REQUISITOS DEL EJERCICIO: Enumere todo aquello de lo que, según el fragmento sobre la delincuencia en internet, los ciudadanos ya no pueden estar seguros en ese entorno.

EXTRACTO PROPORCIONADO:
########

Los avances tecnológicos potencian comportamientos alevosos, pues, al mismo tiempo que multiplican la efectividad de las dinámicas delictivas, minimizan los riesgos de descubrimiento o identificación de sus autores. Y, de este modo, la comunidad alegre y confiada de los usuarios de internet resulta cada día más frágil, más vulnerable y más expuesta a la acción de los delincuentes más sofisticados. Así, es un hecho que, en ese entorno, los ciudadanos ya no pueden estar seguros de sus secretos (captables por cualquier sistema de espionaje o de interceptación de las comunicaciones), ni de su propia identidad (que cualquiera puede suplantar fácilmente para cargar los importes de sus compras en cualquier tarjeta de crédito ajenas, o para solicitar un préstamo bancario, garantizado con un inmueble de su propiedad), ni de su patrimonio (pues los depósitos bancarios abiertos a nombre de una específica persona pueden transferirse a un tercero sin que lo sepa su titular), ni de estar protegidos frente a cualquier otra lesión de bienes personales (hasta de su libertad o indemnidad sexual, que parecieran requerir de un contacto personal y directo).

########

MATERIAL PROPORCIONADO:
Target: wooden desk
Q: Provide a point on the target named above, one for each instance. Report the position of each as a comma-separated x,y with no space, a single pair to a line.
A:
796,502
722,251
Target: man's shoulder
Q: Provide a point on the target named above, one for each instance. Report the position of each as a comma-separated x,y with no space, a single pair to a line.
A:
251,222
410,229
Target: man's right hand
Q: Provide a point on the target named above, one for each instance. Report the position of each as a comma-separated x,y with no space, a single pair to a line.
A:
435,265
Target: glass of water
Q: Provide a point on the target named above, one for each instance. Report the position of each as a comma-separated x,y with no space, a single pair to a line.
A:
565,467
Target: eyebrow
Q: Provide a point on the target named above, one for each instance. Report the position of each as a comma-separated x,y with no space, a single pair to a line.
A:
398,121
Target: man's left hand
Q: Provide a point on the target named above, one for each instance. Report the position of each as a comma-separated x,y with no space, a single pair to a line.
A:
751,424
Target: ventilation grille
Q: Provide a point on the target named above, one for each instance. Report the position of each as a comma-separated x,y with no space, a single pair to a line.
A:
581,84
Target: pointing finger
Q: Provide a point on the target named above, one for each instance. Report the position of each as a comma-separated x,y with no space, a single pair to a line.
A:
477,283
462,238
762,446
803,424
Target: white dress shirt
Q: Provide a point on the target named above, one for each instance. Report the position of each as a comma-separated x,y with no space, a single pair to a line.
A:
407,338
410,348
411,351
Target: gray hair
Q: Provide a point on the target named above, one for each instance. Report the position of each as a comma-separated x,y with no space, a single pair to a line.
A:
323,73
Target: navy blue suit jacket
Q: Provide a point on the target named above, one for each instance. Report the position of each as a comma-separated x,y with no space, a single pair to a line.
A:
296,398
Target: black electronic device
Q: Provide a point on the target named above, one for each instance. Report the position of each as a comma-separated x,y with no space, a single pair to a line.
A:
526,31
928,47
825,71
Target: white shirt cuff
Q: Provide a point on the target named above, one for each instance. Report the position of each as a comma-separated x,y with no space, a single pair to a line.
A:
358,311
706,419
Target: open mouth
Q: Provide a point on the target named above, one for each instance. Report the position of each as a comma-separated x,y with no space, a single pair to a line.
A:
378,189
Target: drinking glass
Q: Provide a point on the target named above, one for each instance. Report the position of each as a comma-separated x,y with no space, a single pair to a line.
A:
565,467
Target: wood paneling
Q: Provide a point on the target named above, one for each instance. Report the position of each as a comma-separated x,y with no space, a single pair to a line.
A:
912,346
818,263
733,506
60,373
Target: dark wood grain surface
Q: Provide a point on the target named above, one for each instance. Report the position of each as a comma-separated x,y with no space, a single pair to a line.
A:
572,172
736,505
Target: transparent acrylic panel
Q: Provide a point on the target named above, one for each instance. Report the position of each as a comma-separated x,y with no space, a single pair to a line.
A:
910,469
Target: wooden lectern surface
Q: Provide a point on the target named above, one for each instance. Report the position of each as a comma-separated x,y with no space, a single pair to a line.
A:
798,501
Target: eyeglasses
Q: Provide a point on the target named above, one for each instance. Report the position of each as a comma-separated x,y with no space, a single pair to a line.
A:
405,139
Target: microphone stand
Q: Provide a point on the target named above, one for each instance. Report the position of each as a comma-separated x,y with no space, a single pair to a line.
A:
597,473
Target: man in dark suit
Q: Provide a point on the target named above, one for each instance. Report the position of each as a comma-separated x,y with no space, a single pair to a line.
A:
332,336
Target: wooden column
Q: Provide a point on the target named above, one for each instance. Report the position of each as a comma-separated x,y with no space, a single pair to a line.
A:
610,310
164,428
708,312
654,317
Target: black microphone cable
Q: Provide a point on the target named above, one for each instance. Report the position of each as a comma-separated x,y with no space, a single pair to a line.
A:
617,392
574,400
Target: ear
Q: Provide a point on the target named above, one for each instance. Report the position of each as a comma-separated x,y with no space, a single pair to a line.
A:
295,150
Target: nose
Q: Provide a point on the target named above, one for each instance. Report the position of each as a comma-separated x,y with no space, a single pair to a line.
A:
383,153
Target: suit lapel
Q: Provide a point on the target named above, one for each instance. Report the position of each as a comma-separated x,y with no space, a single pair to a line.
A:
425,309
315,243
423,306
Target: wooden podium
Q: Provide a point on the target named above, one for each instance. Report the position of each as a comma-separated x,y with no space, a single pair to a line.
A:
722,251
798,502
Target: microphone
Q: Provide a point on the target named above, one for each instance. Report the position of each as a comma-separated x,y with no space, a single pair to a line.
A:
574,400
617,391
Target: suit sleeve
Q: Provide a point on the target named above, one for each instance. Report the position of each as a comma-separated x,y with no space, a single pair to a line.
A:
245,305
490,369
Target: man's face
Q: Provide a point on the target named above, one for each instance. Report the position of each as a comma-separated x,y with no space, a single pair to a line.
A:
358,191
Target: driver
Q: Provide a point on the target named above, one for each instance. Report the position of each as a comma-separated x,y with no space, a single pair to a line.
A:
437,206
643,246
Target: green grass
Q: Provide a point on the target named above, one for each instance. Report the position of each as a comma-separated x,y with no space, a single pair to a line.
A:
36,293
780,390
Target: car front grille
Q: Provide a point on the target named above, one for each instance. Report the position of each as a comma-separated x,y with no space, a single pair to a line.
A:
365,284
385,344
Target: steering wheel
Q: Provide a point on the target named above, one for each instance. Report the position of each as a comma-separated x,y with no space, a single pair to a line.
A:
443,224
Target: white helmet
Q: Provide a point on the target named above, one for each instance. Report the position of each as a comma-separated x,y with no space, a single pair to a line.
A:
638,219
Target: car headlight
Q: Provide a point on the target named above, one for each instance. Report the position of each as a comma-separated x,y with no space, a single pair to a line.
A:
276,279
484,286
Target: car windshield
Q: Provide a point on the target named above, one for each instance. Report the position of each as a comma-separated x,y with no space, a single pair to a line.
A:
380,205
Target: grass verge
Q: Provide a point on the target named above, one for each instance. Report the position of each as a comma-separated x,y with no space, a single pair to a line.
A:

########

RESPUESTA AL EJERCICIO:
- Sus secretos
- Su propia identidad
- Su patrimonio
- Estar protegidos frente a cualquier otra lesión de bienes personales